> Given records:
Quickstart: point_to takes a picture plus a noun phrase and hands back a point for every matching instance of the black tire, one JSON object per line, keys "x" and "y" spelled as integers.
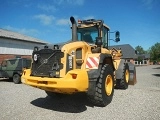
{"x": 123, "y": 82}
{"x": 16, "y": 78}
{"x": 104, "y": 83}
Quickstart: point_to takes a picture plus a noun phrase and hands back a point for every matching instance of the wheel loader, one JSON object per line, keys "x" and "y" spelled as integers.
{"x": 84, "y": 64}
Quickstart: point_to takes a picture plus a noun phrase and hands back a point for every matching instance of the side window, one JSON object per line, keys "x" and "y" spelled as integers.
{"x": 4, "y": 63}
{"x": 105, "y": 36}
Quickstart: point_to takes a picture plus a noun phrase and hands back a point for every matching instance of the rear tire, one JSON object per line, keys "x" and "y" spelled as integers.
{"x": 16, "y": 78}
{"x": 104, "y": 87}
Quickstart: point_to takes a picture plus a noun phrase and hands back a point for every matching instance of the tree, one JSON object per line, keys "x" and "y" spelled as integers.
{"x": 155, "y": 52}
{"x": 140, "y": 50}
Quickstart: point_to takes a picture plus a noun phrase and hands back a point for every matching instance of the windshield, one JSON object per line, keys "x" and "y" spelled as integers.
{"x": 87, "y": 34}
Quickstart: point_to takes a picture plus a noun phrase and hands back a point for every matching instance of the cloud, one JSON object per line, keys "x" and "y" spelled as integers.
{"x": 148, "y": 3}
{"x": 63, "y": 22}
{"x": 48, "y": 8}
{"x": 45, "y": 19}
{"x": 71, "y": 2}
{"x": 30, "y": 32}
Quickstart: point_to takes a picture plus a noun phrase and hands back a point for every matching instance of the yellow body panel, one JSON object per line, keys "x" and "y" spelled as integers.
{"x": 61, "y": 85}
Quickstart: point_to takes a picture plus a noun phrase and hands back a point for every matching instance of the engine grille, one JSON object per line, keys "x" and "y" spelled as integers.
{"x": 46, "y": 63}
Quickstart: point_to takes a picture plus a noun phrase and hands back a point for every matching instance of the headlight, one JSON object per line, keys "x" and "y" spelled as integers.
{"x": 35, "y": 58}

> Your objective:
Can you convert every line of the items above into a JSON list of strings, one string per line, with blank lines and the picture left out?

> Reply:
[
  "Quickstart: point_to takes a picture plus a noun phrase and hands back a point for every matching instance of the black tire, one JSON object per line, keys \"x\" and \"y\" spelled as integers.",
  "{\"x\": 123, \"y\": 82}",
  "{\"x\": 16, \"y\": 78}",
  "{\"x\": 104, \"y\": 83}",
  "Quickstart: point_to takes a picture plus a noun phrase and hands back a point for every matching instance of the wheel loader, one JSON object per line, keys \"x\" and \"y\" spelled as integers.",
  "{\"x\": 84, \"y\": 64}",
  "Quickstart: point_to takes a picture plus a noun phrase and hands back a point for every matching instance of the side window, one JSON object per line, keys \"x\" and \"y\" spelled as integers.",
  "{\"x\": 4, \"y\": 63}",
  "{\"x\": 105, \"y\": 36}",
  "Quickstart: point_to takes a picture plus a noun phrase and hands back a point for every matching instance of the rear tire, one JSON object per line, keys \"x\" and \"y\" spelled as integers.",
  "{\"x\": 16, \"y\": 78}",
  "{\"x\": 104, \"y\": 87}",
  "Quickstart: point_to takes a picture plus a noun phrase and hands back a point for every matching instance of the tree, one JSON object per line, keys \"x\" and \"y\" spelled as integers.",
  "{\"x\": 155, \"y\": 52}",
  "{\"x\": 140, \"y\": 50}",
  "Quickstart: point_to takes a picture plus a noun phrase and hands back a point for every matching instance of the windshield, one JSON object per line, keys \"x\" and \"y\" spelled as integers.",
  "{\"x\": 87, \"y\": 34}",
  "Quickstart: point_to takes a picture plus a noun phrase and hands back a point for every matching instance of the cloud, one JSON object per line, keys \"x\" and \"y\" spelled as integers.",
  "{\"x\": 148, \"y\": 3}",
  "{\"x\": 63, \"y\": 22}",
  "{\"x\": 48, \"y\": 8}",
  "{\"x\": 45, \"y\": 19}",
  "{\"x\": 71, \"y\": 2}",
  "{\"x\": 30, \"y\": 32}",
  "Quickstart: point_to takes a picture plus a noun phrase and hands back a point for every matching instance of the yellow body panel, one JSON object per line, keys \"x\" and \"y\" spelled as integers.",
  "{\"x\": 61, \"y\": 85}",
  "Quickstart: point_to takes a picture plus a noun phrase and hands back a point for every matching instance of the engine grille, one JSON object per line, keys \"x\" and \"y\" spelled as integers.",
  "{\"x\": 46, \"y\": 63}",
  "Quickstart: point_to takes a picture plus a noun phrase and hands back a point for every matching instance of the headlight, one JSON object per line, keys \"x\" and \"y\" spelled as integers.",
  "{\"x\": 35, \"y\": 58}"
]